Excerpts from point annotation data
☆ ☆ ☆ ☆ ☆ ☆ ☆

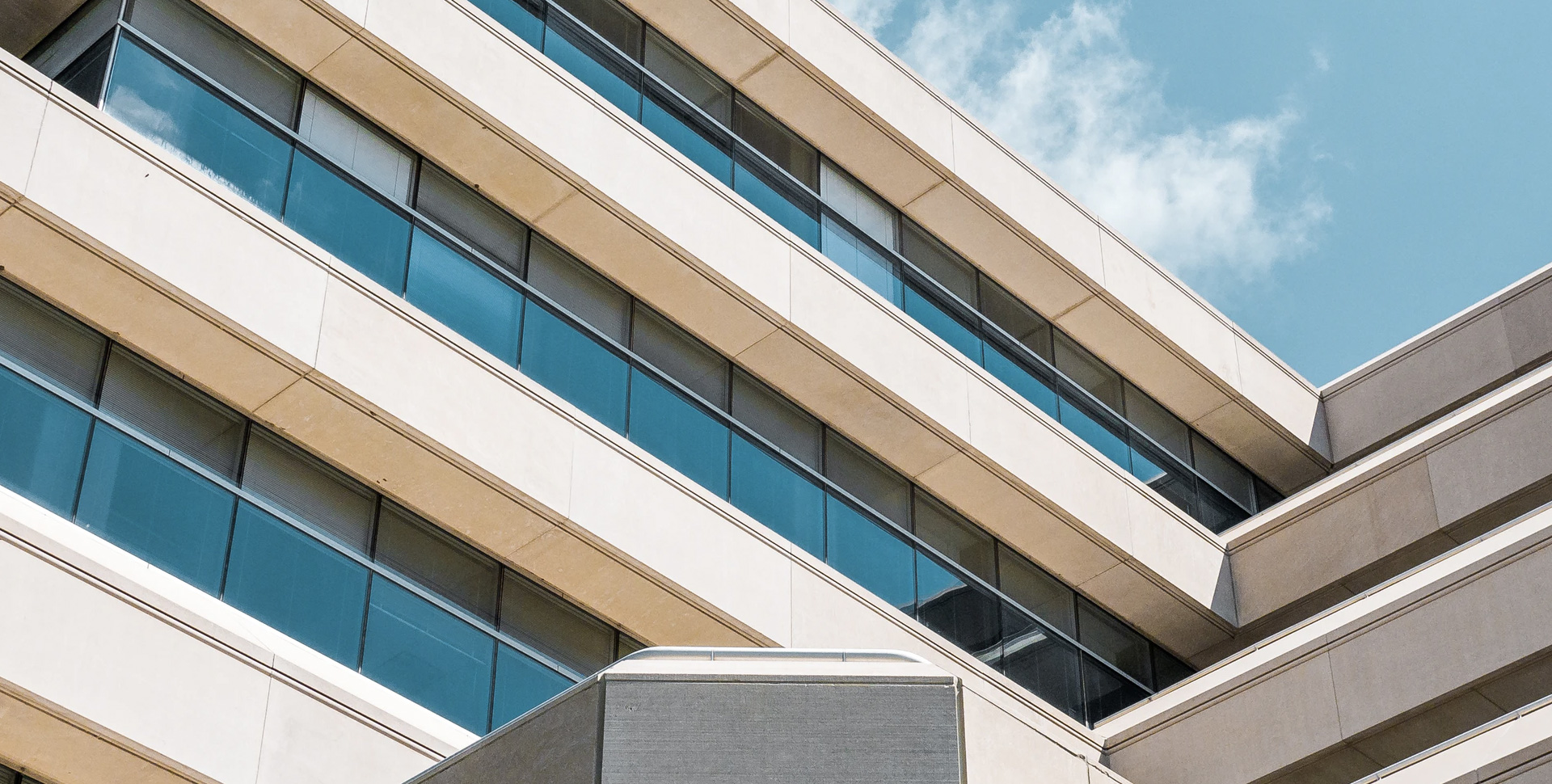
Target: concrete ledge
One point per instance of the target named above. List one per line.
(1420, 495)
(1442, 369)
(116, 668)
(1516, 747)
(1403, 647)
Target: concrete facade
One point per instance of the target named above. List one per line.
(1386, 622)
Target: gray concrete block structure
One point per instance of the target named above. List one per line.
(683, 390)
(720, 714)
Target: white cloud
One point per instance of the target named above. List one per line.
(1073, 99)
(868, 15)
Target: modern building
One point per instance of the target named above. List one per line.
(374, 373)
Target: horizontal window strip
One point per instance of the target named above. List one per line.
(533, 306)
(293, 544)
(789, 180)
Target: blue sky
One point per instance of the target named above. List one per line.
(1334, 176)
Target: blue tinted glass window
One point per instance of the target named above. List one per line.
(943, 325)
(1106, 691)
(778, 207)
(585, 59)
(154, 508)
(1175, 488)
(42, 443)
(575, 367)
(428, 655)
(347, 222)
(679, 433)
(963, 613)
(776, 495)
(860, 259)
(1143, 468)
(1096, 435)
(673, 128)
(465, 295)
(297, 584)
(1216, 509)
(514, 16)
(867, 553)
(1020, 381)
(522, 685)
(170, 109)
(1042, 664)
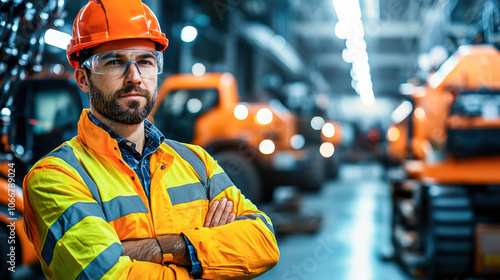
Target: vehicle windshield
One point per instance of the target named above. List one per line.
(477, 104)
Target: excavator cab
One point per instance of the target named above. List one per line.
(180, 109)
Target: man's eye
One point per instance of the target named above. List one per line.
(146, 62)
(114, 62)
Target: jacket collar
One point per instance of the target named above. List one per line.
(95, 137)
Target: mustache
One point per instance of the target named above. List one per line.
(131, 88)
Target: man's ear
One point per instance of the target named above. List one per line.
(82, 79)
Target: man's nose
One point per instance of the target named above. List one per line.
(132, 73)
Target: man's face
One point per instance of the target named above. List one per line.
(126, 99)
(120, 106)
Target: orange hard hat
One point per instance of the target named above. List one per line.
(102, 21)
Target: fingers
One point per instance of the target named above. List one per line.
(225, 214)
(231, 218)
(211, 213)
(220, 213)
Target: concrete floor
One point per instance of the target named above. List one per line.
(354, 235)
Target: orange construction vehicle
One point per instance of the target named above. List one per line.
(445, 208)
(251, 141)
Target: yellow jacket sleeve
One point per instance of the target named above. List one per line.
(70, 234)
(242, 249)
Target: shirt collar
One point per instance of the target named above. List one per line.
(151, 133)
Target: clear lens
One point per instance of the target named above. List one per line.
(117, 63)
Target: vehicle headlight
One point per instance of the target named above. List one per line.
(241, 112)
(328, 130)
(393, 134)
(327, 149)
(297, 141)
(267, 147)
(264, 116)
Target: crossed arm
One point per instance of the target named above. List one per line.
(151, 249)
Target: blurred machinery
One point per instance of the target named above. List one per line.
(446, 194)
(22, 24)
(256, 143)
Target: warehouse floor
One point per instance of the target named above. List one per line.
(354, 235)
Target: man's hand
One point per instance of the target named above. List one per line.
(148, 249)
(220, 213)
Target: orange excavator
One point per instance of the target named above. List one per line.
(255, 143)
(445, 207)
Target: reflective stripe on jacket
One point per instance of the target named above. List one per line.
(81, 200)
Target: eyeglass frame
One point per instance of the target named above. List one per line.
(89, 62)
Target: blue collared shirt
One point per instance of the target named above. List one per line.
(140, 164)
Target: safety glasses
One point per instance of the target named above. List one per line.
(117, 62)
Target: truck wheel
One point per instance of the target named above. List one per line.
(450, 237)
(243, 174)
(4, 250)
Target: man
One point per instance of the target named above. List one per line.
(120, 202)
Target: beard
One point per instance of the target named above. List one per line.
(130, 114)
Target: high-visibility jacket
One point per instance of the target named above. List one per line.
(81, 200)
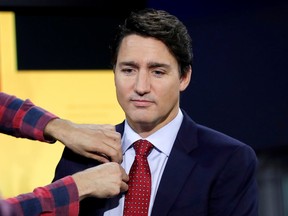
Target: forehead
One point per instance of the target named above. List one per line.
(138, 48)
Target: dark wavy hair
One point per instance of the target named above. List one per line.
(161, 25)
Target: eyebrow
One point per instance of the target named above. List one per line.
(150, 64)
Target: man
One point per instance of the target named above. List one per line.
(195, 170)
(23, 119)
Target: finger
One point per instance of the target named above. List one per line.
(99, 157)
(123, 187)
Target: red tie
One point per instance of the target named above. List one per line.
(138, 196)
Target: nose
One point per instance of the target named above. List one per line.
(142, 84)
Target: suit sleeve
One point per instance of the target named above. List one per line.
(235, 192)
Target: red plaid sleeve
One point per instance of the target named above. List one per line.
(57, 199)
(23, 119)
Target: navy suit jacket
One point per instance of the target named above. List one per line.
(207, 173)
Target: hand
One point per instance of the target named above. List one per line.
(103, 181)
(99, 142)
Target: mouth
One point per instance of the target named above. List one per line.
(142, 103)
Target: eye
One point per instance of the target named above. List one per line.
(158, 73)
(127, 71)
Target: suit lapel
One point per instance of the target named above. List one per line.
(178, 167)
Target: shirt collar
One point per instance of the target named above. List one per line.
(162, 139)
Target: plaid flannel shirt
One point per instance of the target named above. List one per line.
(23, 119)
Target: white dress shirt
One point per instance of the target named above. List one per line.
(163, 141)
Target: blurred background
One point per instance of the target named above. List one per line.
(56, 53)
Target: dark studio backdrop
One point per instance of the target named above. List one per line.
(239, 82)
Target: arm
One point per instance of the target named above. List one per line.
(23, 119)
(235, 191)
(62, 197)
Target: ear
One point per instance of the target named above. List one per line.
(185, 79)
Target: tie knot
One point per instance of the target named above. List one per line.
(142, 147)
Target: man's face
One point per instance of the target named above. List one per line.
(148, 83)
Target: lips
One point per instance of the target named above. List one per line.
(142, 103)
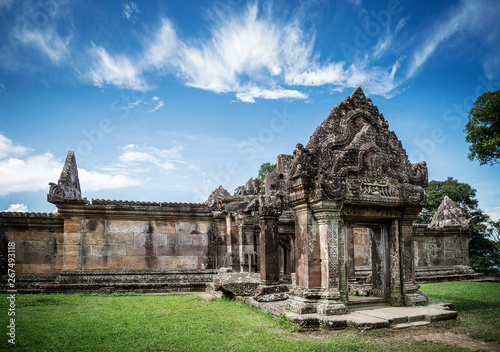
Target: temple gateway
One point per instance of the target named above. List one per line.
(335, 221)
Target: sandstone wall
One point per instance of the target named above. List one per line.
(440, 247)
(38, 242)
(123, 236)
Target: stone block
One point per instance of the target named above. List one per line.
(164, 227)
(137, 251)
(89, 238)
(72, 225)
(20, 236)
(109, 250)
(71, 250)
(115, 238)
(271, 293)
(36, 269)
(237, 284)
(71, 263)
(94, 226)
(135, 262)
(130, 227)
(178, 262)
(72, 238)
(39, 236)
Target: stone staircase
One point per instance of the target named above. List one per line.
(363, 303)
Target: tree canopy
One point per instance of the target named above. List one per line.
(484, 245)
(483, 129)
(265, 168)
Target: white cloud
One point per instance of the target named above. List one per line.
(17, 208)
(7, 148)
(249, 94)
(33, 173)
(445, 29)
(162, 48)
(163, 158)
(248, 54)
(6, 3)
(96, 181)
(46, 37)
(159, 105)
(130, 11)
(494, 213)
(118, 71)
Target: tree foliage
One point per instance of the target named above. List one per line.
(483, 129)
(484, 247)
(263, 171)
(239, 188)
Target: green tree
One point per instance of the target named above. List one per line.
(263, 171)
(483, 129)
(484, 249)
(237, 189)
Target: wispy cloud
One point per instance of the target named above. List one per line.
(20, 172)
(118, 71)
(147, 155)
(45, 37)
(18, 207)
(247, 53)
(455, 22)
(130, 11)
(7, 148)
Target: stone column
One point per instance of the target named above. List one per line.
(411, 295)
(351, 272)
(72, 243)
(232, 243)
(270, 288)
(395, 297)
(269, 253)
(330, 227)
(246, 240)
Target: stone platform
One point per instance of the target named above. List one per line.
(364, 319)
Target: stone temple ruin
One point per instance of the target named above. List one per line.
(335, 221)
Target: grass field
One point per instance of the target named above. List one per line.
(188, 323)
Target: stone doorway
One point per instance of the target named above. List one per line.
(367, 260)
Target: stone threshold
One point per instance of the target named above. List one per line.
(376, 318)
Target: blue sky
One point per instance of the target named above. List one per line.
(165, 101)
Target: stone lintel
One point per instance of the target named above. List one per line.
(271, 293)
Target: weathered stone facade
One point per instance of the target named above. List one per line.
(336, 217)
(441, 248)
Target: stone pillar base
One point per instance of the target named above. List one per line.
(309, 301)
(412, 296)
(271, 293)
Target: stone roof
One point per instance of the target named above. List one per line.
(448, 215)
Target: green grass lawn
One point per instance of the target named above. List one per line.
(478, 304)
(188, 323)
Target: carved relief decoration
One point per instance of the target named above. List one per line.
(353, 154)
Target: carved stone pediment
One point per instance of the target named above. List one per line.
(353, 154)
(68, 186)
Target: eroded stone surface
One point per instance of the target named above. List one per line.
(237, 284)
(448, 214)
(272, 293)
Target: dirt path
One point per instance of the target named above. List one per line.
(460, 340)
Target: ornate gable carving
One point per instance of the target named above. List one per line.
(68, 186)
(353, 155)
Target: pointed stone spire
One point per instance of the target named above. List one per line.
(68, 186)
(448, 215)
(213, 198)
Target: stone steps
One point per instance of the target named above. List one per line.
(140, 281)
(365, 303)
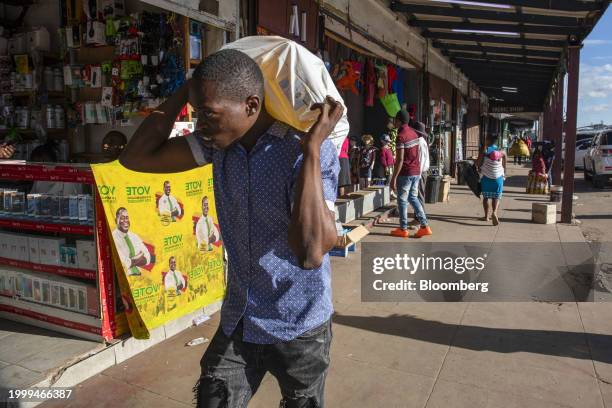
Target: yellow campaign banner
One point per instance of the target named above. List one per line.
(167, 247)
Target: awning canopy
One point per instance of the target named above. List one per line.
(512, 50)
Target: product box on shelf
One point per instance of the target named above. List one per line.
(73, 208)
(95, 34)
(7, 281)
(14, 246)
(34, 205)
(33, 248)
(68, 256)
(65, 208)
(83, 198)
(49, 250)
(3, 245)
(52, 290)
(18, 203)
(7, 201)
(23, 249)
(86, 255)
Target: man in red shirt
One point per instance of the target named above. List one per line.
(406, 177)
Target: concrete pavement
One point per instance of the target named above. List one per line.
(532, 354)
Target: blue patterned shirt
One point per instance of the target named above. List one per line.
(266, 287)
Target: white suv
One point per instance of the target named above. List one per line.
(598, 160)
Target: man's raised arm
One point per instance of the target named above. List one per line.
(149, 150)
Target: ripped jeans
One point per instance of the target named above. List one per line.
(232, 369)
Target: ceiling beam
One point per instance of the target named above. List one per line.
(499, 82)
(560, 5)
(511, 28)
(504, 58)
(485, 14)
(510, 66)
(489, 38)
(475, 74)
(495, 74)
(504, 50)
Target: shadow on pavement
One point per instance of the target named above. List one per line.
(477, 338)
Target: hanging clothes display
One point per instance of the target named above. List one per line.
(381, 81)
(391, 76)
(370, 85)
(399, 85)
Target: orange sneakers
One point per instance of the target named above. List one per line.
(423, 231)
(398, 232)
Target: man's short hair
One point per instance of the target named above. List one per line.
(118, 213)
(236, 75)
(403, 116)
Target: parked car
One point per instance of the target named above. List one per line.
(582, 147)
(598, 160)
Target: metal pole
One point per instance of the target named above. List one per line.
(570, 132)
(558, 136)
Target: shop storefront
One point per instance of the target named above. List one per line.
(76, 80)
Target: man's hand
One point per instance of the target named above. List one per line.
(139, 259)
(6, 151)
(331, 112)
(393, 184)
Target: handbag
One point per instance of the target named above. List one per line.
(472, 179)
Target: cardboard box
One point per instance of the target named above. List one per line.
(68, 256)
(33, 249)
(82, 207)
(49, 250)
(112, 8)
(8, 201)
(351, 235)
(23, 248)
(86, 255)
(65, 208)
(95, 33)
(73, 208)
(7, 281)
(544, 213)
(33, 205)
(4, 250)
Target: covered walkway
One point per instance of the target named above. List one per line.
(523, 54)
(465, 355)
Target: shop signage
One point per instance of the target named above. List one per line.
(167, 248)
(512, 108)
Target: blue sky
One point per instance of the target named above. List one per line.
(595, 103)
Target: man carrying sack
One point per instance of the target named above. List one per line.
(275, 189)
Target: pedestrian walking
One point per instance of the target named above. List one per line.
(421, 131)
(537, 182)
(344, 178)
(548, 152)
(354, 155)
(406, 177)
(366, 161)
(275, 189)
(492, 164)
(385, 158)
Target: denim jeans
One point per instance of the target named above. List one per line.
(232, 369)
(408, 192)
(549, 178)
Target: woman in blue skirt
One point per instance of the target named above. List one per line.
(492, 165)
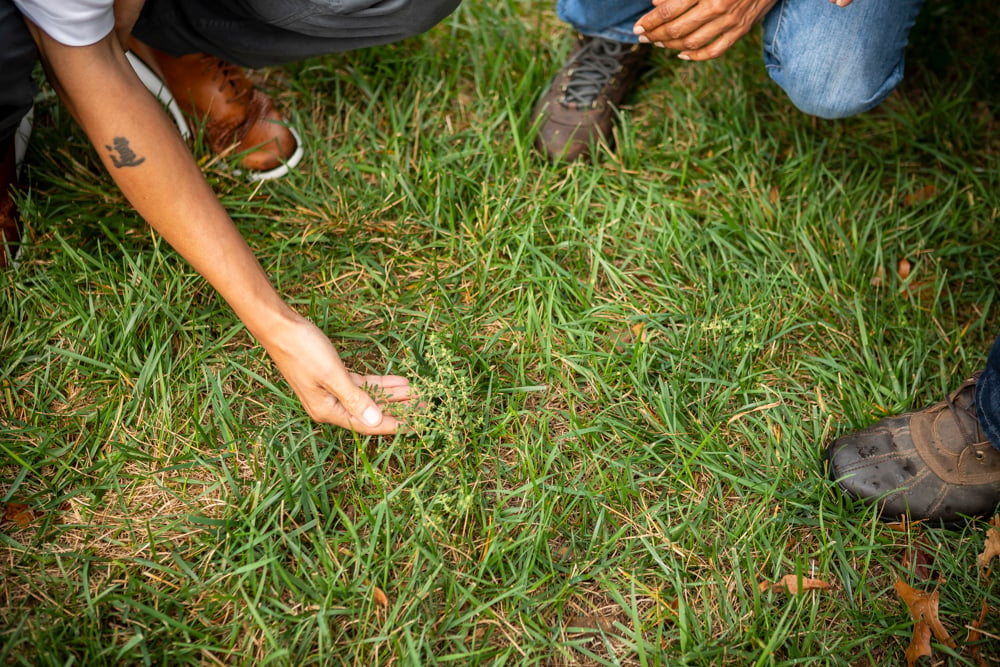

☆ ☆ ☆ ☆ ☆ ☆ ☆

### Exercise requirements
Count the lines of the records that contain the word "blue", and give only the number.

### Correct output
7